# WHAT THE EXERCISE ASKS
Rewrite the listing below as a JSON list of strings with one string per line and no blank lines, covering only the stretch that begins at the line containing "Where can the sidewalk" and ends after the line containing "<point>33,140</point>".

# MATERIAL FOR THIS TASK

┌──

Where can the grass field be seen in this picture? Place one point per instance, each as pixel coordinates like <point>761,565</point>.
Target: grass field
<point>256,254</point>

└──
┌──

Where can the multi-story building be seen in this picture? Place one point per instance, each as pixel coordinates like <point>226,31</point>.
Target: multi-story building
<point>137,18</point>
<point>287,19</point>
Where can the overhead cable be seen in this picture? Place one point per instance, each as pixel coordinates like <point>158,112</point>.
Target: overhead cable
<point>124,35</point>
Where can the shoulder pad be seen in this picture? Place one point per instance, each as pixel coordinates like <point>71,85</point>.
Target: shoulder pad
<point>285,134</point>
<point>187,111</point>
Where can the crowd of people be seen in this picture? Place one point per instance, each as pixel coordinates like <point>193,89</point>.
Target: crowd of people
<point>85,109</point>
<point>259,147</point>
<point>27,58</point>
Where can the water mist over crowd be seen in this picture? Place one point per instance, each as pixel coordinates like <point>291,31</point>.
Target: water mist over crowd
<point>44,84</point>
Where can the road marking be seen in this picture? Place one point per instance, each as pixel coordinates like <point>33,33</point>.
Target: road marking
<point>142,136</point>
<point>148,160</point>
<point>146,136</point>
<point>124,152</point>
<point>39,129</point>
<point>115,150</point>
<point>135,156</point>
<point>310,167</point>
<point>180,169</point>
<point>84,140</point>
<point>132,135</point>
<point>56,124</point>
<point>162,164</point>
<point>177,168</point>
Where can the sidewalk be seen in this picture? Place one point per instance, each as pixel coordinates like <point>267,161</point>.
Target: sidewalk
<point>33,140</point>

└──
┌──

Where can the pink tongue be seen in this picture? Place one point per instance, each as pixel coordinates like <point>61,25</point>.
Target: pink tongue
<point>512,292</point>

└──

# FINAL RESULT
[
  "Where can the sidewalk be seen in this picture? Place one point per instance, each as pixel coordinates like <point>267,161</point>.",
  "Target: sidewalk",
  "<point>33,140</point>"
]